TRY IT:
Copy every line below that has the word "cabinet" in it.

SUPPLIED ENTRIES:

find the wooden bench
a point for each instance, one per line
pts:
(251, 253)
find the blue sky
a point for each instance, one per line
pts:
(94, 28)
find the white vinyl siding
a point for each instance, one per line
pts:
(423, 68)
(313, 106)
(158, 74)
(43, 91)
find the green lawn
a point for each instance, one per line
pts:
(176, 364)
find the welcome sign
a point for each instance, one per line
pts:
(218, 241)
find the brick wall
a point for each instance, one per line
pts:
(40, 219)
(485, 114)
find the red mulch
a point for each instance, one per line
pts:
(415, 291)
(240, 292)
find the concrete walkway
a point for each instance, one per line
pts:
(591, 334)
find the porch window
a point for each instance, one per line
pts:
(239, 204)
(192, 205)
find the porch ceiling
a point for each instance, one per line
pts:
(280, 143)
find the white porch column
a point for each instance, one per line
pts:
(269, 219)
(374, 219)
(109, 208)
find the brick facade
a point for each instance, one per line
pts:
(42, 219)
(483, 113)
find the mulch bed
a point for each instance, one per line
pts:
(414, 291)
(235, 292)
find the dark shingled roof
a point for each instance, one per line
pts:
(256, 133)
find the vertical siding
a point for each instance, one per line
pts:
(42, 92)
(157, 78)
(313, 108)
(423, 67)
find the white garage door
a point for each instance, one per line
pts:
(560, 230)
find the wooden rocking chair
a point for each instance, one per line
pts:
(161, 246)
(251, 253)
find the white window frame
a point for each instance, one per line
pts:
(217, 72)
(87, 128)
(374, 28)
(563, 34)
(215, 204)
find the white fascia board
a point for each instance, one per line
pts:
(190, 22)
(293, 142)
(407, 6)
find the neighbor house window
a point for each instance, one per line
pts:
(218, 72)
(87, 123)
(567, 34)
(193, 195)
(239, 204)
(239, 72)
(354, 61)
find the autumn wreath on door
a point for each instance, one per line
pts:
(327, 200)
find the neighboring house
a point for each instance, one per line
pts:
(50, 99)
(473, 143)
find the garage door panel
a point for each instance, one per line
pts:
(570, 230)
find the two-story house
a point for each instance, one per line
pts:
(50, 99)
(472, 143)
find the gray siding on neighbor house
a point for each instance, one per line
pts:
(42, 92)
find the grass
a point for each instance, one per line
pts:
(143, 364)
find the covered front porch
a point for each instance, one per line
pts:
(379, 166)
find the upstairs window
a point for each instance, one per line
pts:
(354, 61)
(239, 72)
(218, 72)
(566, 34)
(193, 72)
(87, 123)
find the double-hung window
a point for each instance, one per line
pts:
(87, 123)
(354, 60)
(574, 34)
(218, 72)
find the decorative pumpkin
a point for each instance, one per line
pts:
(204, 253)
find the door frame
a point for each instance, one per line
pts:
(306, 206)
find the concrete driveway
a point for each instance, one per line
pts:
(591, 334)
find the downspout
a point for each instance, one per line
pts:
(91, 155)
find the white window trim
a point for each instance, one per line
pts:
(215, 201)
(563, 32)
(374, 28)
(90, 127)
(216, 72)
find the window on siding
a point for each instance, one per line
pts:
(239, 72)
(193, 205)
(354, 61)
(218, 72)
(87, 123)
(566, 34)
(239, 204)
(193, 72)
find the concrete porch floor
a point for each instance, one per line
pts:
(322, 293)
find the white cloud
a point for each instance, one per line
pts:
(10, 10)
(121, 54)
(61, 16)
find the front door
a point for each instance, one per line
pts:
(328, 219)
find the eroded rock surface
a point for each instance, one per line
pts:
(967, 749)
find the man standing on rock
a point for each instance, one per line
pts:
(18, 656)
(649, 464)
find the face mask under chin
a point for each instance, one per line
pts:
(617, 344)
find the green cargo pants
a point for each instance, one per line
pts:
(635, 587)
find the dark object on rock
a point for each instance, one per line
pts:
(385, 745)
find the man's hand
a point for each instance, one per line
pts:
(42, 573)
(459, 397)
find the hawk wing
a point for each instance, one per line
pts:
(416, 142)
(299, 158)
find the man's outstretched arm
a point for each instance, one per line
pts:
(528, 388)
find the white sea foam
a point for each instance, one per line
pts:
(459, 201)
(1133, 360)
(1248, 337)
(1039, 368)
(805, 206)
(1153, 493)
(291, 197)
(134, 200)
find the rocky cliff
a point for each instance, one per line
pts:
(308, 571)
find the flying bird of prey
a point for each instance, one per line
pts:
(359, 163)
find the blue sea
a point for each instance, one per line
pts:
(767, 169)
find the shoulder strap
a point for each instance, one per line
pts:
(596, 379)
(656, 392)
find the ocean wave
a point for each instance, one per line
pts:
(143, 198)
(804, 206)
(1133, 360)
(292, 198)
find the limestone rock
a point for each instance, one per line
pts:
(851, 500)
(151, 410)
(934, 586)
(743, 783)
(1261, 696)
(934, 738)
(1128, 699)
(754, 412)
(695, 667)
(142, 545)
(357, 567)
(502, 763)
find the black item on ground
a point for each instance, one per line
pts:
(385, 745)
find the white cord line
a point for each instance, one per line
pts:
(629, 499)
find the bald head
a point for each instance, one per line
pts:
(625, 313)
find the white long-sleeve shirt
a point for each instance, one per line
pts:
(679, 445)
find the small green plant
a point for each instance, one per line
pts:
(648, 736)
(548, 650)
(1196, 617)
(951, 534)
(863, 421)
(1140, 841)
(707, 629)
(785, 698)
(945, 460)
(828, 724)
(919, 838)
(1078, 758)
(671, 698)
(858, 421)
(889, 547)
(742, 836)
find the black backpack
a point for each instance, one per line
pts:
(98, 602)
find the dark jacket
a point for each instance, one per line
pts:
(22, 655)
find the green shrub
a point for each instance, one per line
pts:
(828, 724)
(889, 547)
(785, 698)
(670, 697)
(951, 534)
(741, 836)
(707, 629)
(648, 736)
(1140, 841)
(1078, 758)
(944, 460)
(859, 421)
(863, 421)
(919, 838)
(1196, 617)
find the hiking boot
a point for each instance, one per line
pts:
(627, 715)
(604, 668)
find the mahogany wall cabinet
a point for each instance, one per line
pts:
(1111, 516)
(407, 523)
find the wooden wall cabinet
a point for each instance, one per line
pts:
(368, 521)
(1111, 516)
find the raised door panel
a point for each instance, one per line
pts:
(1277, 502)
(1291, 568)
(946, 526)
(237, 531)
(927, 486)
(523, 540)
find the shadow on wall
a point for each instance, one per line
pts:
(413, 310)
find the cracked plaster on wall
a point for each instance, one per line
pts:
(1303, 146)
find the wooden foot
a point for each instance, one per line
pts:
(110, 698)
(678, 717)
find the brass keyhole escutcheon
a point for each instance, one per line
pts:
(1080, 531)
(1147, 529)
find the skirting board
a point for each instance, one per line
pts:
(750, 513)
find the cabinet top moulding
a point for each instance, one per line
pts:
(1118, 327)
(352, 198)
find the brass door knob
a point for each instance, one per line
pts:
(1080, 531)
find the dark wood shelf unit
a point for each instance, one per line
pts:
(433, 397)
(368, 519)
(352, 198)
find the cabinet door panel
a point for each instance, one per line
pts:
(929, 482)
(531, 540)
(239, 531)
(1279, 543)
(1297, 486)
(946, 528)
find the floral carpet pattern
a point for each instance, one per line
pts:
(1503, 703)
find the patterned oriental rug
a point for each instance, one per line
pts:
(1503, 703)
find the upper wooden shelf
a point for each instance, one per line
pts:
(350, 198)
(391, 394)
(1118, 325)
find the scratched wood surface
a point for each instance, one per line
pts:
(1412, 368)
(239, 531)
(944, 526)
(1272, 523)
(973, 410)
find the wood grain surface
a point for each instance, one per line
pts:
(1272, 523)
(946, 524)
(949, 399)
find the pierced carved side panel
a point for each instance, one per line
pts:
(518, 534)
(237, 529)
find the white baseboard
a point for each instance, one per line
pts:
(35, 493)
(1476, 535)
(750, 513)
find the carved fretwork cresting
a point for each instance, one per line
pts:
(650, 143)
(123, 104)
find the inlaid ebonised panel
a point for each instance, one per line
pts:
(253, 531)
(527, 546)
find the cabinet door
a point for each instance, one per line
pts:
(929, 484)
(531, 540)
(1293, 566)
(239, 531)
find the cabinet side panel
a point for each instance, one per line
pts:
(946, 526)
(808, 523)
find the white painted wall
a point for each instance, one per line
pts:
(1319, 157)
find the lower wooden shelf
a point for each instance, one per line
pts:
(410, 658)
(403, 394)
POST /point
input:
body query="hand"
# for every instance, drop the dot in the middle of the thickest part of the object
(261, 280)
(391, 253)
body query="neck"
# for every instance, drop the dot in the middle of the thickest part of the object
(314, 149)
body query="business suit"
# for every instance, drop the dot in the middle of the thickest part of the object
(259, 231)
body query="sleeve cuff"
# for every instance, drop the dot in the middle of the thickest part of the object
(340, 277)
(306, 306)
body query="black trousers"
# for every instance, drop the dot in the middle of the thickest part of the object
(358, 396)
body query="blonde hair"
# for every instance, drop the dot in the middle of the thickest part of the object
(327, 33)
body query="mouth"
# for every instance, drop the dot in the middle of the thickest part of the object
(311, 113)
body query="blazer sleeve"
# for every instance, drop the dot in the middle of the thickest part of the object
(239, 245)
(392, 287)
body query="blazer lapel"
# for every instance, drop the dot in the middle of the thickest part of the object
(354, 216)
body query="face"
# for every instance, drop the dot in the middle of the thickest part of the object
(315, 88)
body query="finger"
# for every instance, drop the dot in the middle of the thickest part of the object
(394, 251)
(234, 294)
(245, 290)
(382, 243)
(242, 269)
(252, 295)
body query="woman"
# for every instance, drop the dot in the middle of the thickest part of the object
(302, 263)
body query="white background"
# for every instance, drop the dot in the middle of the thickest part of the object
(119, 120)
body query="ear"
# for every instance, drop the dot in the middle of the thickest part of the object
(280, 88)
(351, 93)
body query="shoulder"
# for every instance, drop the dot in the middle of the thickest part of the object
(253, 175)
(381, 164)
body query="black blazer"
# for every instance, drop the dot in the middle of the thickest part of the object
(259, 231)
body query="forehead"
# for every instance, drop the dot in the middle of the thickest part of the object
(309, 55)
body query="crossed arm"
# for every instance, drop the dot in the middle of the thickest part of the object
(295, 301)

EXERCISE OUTPUT:
find the mahogany wall cabinet
find the wooden wall cabinet
find the cabinet top moulding
find the cabinet door panel
find the cabinet door
find the cabinet side panel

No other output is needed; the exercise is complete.